*** Dataset records ***

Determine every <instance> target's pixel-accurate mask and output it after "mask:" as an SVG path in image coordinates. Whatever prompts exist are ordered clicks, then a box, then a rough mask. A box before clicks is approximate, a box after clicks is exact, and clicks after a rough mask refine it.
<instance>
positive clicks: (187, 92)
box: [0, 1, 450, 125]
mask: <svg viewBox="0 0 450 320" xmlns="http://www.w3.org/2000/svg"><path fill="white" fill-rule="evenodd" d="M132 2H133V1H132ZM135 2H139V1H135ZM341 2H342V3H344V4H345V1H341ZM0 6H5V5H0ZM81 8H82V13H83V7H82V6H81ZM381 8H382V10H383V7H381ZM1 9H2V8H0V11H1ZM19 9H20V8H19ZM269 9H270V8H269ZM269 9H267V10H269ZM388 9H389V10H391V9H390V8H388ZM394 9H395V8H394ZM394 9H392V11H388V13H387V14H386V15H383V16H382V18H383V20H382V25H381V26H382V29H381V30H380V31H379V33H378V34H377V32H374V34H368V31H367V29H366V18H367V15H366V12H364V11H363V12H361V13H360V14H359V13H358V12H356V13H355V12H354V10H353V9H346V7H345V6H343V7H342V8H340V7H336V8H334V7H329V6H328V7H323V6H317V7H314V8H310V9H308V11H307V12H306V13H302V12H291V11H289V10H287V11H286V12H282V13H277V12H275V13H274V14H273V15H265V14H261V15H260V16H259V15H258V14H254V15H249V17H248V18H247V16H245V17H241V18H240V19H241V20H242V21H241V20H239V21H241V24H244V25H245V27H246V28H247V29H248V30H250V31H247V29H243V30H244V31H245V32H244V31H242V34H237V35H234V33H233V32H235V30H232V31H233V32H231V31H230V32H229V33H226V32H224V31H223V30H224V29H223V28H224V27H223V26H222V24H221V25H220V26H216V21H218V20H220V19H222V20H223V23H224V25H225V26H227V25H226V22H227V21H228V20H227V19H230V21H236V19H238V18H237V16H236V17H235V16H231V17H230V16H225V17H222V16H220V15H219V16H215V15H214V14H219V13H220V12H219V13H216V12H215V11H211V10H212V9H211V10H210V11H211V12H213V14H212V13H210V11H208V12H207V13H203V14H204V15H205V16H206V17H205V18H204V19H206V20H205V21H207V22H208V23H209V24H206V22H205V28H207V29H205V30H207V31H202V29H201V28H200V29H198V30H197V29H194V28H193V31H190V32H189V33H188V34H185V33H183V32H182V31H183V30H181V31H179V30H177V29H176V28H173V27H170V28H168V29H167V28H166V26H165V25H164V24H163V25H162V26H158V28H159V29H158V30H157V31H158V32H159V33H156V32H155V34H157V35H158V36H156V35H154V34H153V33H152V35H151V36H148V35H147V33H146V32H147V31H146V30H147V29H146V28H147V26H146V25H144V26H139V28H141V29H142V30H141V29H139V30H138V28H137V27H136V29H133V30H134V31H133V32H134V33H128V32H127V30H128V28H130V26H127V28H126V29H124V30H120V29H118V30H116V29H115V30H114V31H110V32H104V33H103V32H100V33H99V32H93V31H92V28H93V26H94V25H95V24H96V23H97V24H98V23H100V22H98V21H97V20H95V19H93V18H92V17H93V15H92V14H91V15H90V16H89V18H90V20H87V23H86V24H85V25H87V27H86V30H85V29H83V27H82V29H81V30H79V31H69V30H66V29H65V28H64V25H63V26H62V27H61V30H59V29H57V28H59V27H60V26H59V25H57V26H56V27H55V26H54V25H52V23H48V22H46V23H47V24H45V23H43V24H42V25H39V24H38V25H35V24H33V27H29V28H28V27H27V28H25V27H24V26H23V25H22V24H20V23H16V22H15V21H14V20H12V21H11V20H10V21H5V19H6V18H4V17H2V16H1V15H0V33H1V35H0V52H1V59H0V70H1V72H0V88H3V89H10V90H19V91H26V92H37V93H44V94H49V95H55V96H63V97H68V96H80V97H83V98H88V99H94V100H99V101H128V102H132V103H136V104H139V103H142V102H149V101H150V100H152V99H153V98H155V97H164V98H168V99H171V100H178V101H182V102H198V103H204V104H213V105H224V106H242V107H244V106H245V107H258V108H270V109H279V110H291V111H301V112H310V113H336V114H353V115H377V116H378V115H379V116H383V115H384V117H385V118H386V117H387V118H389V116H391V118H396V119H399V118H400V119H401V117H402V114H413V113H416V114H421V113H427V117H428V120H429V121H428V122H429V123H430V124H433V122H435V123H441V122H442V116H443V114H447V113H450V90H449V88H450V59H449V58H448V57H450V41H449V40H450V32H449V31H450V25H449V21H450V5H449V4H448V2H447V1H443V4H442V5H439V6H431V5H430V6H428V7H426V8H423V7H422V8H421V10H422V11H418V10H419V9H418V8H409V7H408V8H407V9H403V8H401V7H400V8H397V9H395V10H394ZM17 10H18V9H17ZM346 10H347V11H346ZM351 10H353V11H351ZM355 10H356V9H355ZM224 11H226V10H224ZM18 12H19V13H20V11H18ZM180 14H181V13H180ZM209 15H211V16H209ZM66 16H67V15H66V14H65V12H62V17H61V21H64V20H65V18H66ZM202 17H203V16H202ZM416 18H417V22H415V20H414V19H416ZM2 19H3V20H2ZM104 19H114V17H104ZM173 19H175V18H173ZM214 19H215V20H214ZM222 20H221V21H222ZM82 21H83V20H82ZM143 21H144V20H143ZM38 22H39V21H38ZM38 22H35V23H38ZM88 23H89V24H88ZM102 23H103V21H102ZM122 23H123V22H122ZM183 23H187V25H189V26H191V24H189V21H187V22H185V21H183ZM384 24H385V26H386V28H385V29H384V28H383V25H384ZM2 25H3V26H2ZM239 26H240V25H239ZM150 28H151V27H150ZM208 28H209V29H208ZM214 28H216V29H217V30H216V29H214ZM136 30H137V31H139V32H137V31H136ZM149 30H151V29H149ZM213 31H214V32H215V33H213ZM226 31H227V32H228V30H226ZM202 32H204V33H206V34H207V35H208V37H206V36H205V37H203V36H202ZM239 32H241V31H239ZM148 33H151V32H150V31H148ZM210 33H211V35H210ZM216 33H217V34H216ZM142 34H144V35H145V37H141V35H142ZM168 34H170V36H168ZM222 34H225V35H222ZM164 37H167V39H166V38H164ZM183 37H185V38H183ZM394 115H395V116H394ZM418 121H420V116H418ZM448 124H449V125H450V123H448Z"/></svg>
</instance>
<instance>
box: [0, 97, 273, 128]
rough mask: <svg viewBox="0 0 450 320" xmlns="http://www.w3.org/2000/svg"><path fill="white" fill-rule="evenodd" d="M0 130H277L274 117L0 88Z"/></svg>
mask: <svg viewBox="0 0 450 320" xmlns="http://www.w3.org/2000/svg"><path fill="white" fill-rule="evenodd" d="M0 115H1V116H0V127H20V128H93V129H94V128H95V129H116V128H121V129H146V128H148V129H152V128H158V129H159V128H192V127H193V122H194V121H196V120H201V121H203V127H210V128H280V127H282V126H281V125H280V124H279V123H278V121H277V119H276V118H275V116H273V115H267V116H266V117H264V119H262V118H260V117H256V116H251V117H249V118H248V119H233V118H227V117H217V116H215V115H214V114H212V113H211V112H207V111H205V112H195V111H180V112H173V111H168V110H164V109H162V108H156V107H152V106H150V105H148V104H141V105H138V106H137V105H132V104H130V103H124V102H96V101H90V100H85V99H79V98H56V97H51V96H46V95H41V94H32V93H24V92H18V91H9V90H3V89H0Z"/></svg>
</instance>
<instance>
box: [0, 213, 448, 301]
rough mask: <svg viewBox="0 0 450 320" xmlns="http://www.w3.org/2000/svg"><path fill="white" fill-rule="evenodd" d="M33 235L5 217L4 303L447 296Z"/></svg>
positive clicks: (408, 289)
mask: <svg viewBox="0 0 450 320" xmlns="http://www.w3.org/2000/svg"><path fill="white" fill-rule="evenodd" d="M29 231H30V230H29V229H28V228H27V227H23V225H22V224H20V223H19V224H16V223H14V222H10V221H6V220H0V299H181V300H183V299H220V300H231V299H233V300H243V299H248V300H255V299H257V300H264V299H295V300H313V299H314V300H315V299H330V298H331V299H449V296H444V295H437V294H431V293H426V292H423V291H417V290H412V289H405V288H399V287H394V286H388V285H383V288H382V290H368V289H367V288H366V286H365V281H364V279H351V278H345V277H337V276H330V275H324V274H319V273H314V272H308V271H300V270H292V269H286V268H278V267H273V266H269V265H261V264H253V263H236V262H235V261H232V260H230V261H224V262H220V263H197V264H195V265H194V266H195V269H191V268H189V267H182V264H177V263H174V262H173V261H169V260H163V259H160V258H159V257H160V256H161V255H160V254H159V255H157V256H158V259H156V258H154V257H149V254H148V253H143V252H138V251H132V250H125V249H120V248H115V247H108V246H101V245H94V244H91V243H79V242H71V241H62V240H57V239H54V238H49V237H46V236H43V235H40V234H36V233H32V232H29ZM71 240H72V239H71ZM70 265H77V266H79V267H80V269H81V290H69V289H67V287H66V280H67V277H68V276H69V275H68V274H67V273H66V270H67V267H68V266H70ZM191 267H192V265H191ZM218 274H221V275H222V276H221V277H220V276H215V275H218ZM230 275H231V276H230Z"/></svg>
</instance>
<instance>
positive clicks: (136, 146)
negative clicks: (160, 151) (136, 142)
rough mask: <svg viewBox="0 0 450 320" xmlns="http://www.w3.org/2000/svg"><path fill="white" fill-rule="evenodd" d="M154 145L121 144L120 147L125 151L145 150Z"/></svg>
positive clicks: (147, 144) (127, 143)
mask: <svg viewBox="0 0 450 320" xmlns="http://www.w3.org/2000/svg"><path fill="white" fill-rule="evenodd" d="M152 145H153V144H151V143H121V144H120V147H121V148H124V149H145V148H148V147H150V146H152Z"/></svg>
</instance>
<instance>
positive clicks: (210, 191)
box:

*** End of Dataset records ***

**Exercise requirements:** Please copy only these lines, exactly: the first line of the records through the line containing "positive clicks: (187, 92)", ends included.

**Task output:**
Determine every <instance> target's pixel-accurate mask and output it after "mask:" as an SVG path in image coordinates. Whatever prompts exist are ordered clicks, then a box, then a rough mask. A box before clicks is approximate, a box after clicks is exact, and clicks after a rough mask refine it.
<instance>
positive clicks: (187, 92)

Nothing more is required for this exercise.